OBJECTIVE - Every line of the material below should be repeated exactly.

STORED RECORDS -
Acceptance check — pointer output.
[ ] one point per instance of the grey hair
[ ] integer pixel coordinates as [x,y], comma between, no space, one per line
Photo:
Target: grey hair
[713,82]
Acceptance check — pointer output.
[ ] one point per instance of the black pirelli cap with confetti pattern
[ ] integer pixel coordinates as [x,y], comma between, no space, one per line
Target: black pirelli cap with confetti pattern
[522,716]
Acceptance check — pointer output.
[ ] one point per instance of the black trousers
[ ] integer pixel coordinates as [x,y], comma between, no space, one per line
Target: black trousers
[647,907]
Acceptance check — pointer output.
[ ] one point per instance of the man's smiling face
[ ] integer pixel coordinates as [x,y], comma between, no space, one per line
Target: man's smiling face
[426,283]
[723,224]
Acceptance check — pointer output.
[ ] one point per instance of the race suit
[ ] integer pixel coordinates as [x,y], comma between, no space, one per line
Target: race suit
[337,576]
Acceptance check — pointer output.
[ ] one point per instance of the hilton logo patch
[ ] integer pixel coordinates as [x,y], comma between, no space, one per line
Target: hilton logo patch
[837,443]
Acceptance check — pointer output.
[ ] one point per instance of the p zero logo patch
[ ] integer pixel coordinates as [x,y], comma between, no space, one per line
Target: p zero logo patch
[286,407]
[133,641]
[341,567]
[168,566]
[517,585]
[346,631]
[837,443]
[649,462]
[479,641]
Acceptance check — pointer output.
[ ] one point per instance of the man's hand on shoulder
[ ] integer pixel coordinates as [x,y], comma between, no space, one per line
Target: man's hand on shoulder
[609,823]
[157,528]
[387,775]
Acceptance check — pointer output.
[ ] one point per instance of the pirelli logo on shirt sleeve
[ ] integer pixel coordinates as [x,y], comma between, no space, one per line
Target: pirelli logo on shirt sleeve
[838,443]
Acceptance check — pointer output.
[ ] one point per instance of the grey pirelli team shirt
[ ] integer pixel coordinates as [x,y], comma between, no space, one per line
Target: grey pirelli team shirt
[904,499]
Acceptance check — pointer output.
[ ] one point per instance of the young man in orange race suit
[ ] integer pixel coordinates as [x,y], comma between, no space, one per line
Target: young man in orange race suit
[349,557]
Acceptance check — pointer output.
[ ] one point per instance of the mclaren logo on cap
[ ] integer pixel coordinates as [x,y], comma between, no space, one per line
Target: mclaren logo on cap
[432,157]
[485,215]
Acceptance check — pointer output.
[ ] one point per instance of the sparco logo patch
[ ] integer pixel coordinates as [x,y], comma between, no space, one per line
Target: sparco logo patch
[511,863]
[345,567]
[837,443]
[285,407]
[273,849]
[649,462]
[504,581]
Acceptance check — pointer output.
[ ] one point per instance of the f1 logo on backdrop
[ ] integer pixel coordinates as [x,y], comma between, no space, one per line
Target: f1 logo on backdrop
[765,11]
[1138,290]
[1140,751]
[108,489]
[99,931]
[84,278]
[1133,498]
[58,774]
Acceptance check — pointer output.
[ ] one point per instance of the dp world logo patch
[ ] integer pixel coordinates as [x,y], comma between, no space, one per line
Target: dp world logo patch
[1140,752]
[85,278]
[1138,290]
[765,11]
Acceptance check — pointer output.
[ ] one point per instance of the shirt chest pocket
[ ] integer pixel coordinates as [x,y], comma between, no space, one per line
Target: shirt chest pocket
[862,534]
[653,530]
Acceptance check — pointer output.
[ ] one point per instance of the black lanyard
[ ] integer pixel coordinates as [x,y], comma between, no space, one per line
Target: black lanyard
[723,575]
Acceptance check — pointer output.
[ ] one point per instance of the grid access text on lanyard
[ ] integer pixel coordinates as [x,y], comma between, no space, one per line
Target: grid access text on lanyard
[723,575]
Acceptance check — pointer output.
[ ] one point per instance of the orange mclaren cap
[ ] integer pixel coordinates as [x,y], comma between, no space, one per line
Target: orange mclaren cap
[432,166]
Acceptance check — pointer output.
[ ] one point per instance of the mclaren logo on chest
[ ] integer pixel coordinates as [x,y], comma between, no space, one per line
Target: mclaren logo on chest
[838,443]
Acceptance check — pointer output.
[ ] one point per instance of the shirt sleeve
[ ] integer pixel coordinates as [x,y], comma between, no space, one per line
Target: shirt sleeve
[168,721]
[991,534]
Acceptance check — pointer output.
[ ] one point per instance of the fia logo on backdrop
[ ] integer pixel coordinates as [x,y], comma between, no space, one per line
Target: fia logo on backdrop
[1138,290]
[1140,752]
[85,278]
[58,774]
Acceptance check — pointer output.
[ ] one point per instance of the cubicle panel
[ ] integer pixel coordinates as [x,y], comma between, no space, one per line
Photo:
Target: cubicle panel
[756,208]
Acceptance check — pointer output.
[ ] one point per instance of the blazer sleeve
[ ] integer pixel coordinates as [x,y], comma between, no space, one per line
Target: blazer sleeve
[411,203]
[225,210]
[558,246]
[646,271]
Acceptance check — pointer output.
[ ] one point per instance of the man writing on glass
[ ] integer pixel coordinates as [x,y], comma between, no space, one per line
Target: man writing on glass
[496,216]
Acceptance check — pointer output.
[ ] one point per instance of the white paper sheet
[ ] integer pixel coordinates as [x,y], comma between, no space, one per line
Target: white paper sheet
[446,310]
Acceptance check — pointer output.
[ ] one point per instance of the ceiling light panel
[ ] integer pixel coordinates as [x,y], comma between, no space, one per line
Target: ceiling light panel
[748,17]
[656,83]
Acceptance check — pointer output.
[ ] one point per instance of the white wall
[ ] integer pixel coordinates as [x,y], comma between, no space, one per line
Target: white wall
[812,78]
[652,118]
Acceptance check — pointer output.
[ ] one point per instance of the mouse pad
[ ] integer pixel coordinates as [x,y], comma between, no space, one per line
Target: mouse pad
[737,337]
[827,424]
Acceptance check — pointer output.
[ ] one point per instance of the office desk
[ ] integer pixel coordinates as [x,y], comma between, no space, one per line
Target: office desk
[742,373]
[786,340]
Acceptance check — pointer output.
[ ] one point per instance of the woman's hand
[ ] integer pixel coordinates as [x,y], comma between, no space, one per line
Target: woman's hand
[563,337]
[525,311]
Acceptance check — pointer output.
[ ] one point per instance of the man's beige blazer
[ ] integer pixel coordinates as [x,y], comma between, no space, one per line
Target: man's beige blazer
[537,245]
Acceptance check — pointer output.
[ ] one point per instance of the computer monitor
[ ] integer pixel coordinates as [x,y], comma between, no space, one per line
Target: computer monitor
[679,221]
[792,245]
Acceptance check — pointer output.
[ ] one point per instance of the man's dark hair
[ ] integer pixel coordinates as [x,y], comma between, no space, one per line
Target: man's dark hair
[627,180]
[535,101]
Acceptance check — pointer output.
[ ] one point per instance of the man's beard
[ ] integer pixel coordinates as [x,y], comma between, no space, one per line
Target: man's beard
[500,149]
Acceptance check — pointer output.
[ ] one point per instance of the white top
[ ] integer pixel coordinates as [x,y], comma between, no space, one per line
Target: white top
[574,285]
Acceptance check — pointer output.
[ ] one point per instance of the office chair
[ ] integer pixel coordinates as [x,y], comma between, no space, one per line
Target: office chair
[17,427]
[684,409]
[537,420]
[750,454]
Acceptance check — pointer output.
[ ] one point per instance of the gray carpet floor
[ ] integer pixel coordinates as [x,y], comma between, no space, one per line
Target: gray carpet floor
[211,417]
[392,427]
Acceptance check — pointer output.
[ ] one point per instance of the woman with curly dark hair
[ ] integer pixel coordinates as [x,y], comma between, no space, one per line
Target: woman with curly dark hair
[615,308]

WORKED ANSWER -
Acceptance check — pointer output.
[ ] one point per instance of the grey hair
[ ] integer pixel coordinates as [x,y], comma between, no space, one per line
Photo:
Target: grey hair
[713,82]
Acceptance check — pointer output.
[ ] one point per instance of the black pirelli cap with confetti pattern
[ ] integer pixel coordinates as [x,y], comma between, no space, one per line
Target: black pirelli cap with confetti pattern
[522,716]
Acceptance check — pointer output.
[ ] one point per instance of the black trousers
[ ] integer pixel coordinates as [x,y], comma between, no space, one per line
Target: black trousers
[647,907]
Acceptance check — pointer output.
[ ] one point per instance of the man's smiling face
[ ] integer pixel coordinates as [x,y], comma between, no space, one per line
Target: man's smiling face
[426,283]
[723,224]
Acceptance check — pointer output.
[ ] one point per instance of the race suit
[ ] integer pixel coordinates as [x,y], comma between, no space, one per line
Target: race suit
[337,576]
Acceptance check — pointer output.
[ ] one point per instance of the hilton logo patch
[ ] integer pixel coordinates as [x,y], comma between, no space, one per line
Target: hilton logo patch
[837,443]
Acceptance check — pointer output.
[ ] one point per instance of the p zero logo patch
[ ] integer pixel coordinates as [x,y], comma between, no space, one per line
Target: p zero logo patch
[286,407]
[133,641]
[341,567]
[168,566]
[517,585]
[346,631]
[837,443]
[649,462]
[479,641]
Acceptance check — pointer output.
[ ] one point per instance of the man's hand on shoulder
[ ] integer pixel coordinates as [x,y], comma between, no space, one per line
Target: man's hand on shoulder
[609,823]
[157,528]
[387,775]
Acceptance check — pointer output.
[ ] one point per instance of the pirelli logo on shirt sleeve
[ ] integer pixel coordinates as [x,y], comma between, no space, one per line
Target: pirelli logo on shirt sleeve
[838,443]
Acceptance check — pointer output.
[ ] one point per instance of the grey pirelli team shirt
[ ] integer pixel coordinates as [x,y], comma between, no space, one per line
Target: grey pirelli team shirt
[904,499]
Acceptance check — pointer output.
[ ] one point per instance of the young man in orange race suit
[ ] integer pixel coordinates as [x,y], comma between, no space, one per line
Target: young man in orange race suit
[349,557]
Acceptance check — pointer output.
[ ] one point per instance of the mclaren logo on cap
[ ] integer pixel coordinates as [x,y], comma between, no space, one per line
Target: mclaren logo on cap
[432,157]
[485,215]
Acceptance check — pointer output.
[ ] one point per instance of the sparco logo patch
[ ] integer pixel coordinates as [x,y], comma between, no space, one per line
Target: sparco logo patch
[511,863]
[345,567]
[837,443]
[285,407]
[273,849]
[649,462]
[504,581]
Acceptance check — pointer output.
[ ] one point per instance of the f1 logo on backdrop
[ ] integer pixel coordinates as [x,y], comma between, no space, one per line
Target: f1 logo on backdrop
[765,11]
[1138,290]
[1140,751]
[108,489]
[99,931]
[84,278]
[1133,498]
[58,774]
Acceptance check — pointer output.
[ ] one point per instance of the dp world logo patch
[ ] integer pixel coordinates as [x,y], comma between, no space, one per line
Target: dp world logo patch
[1140,752]
[85,278]
[1138,290]
[765,11]
Acceptance check — pointer output.
[ ] one point per instance of the shirt chest pocket
[ ] integer pixel coordinates as [x,y], comma between, no space, one per line
Target: shirt chest pocket
[862,534]
[653,530]
Acceptance check — pointer output.
[ ] one point per instance of the black lanyard
[ ] integer pixel coordinates as [x,y], comma between, no space, one per line
Target: black lanyard
[723,575]
Acceptance check — pointer output.
[ ] one point per instance of the grid access text on lanyard
[ ] integer pixel coordinates as [x,y], comma between, no space, one per line
Target: grid access text on lanyard
[723,575]
Acceptance check — pointer output.
[ ] one point per instance of the orange mclaren cap
[ ] integer pixel coordinates as [x,y], comma between, no space, one per line
Target: orange mclaren cap
[432,166]
Acceptance check — pointer output.
[ ] one point per instance of the mclaren logo on chest
[ ] integer pixel coordinates as [x,y], comma between, no space, one per line
Target: mclaren logo on chest
[838,443]
Acceptance check — pointer output.
[ ] one point per instance of the shirt sleeve
[ ] integer pixel coordinates as [x,y], comma between, no space, one per line
Target: shirt sleeve
[168,721]
[991,534]
Acceptance check — pointer output.
[ ] one point per instance of the fia logo on backdrop
[ ] integer pixel coordinates as [x,y], comma between, no space, one per line
Target: fia logo on backdrop
[1138,290]
[1140,752]
[85,278]
[58,774]
Acceptance check — pointer output.
[ ] one point per instance of the cubicle panel
[ ] integer pixel coordinates as [x,y], comma between, no space, one per line
Photo:
Target: cubicle panel
[756,208]
Acceptance check — pointer output.
[ ] one point per instance of the blazer sleeve
[ ] integer pixel coordinates as [x,y], comma between, no space, one per line
Target: blazer sleeve
[411,203]
[225,210]
[558,246]
[646,271]
Acceptance check — pointer output.
[ ] one point per instance of the man writing on glass
[ ] integer pixel coordinates as [x,y], comma between, no space, one per line
Target: man writing on glass
[496,216]
Acceptance check — pointer output.
[ ] one point per instance of the white paper sheet
[ ] integer pixel coordinates as [x,y], comma between, no space, one per line
Target: white paper sheet
[446,310]
Acceptance check — pointer output.
[ ] one point per instance of the ceiling light panel
[ ] integer pixel coordinates as [x,y], comma between, no space, one per line
Target: ceiling light panel
[748,17]
[656,83]
Acceptance check — pointer output.
[ ] one point per instance of the white wall
[ ] integer pixel coordinates as [x,y], comma between, no space, one per line
Target: white wall
[812,78]
[652,118]
Acceptance check — pointer output.
[ ] one point per instance of the mouse pad
[ ] integer pixel coordinates as [x,y], comma between, no space, one per line
Target: mouse pad
[737,337]
[827,424]
Acceptance check — pointer output.
[ ] one point per instance of the office desk
[ ] integer pixel coordinates as [x,y], comma between, no space, one per line
Target: office desk
[742,373]
[786,340]
Acceptance check — pointer output.
[ ] one point per instance of the woman's hand
[ ] integer pixel coordinates as [x,y], comma between, no space, one per line
Target: woman's hand
[563,337]
[525,311]
Acceptance check — pointer output.
[ ] one point per instance of the man's beige blazer
[ ] integer pixel coordinates as [x,y], comma between, no space, one per line
Target: man's beige blazer
[537,245]
Acceptance check — pointer output.
[ ] one point per instance of the computer monitor
[ ] integer pixel coordinates as [x,y], comma between, no space, one per line
Target: computer monitor
[679,221]
[792,245]
Acceptance check — pointer output.
[ ] one point per instance of the man's dark hair
[ ] integer pixel coordinates as [x,y], comma between, no space, one per line
Target: man's dark hair
[627,180]
[535,101]
Acceptance check — pointer output.
[ ] one point per instance of the man's beard
[ ] integer pixel coordinates as [x,y], comma between, no space, one per line
Target: man's beard
[500,149]
Acceptance check — pointer output.
[ ] one point per instance of the white top
[ ] integer pixel coordinates as [x,y], comma between, no space, one per line
Target: white top
[574,285]
Acceptance check — pointer output.
[ ] one point per instance of the office chair
[ ] integer pixel coordinates as [x,y], comma between, no space, one per line
Target: office chair
[17,427]
[684,409]
[537,420]
[750,454]
Acceptance check — pointer output.
[ ] one point per instance of the gray carpet floor
[ ] integer pixel coordinates as [x,y], comma between, no space, one per line
Target: gray carpet floor
[211,417]
[392,427]
Acceptance check — pointer output.
[ ] one point per instance of the woman with curly dark hair
[ ] integer pixel coordinates as [x,y], comma between, no space, one per line
Target: woman with curly dark hair
[615,308]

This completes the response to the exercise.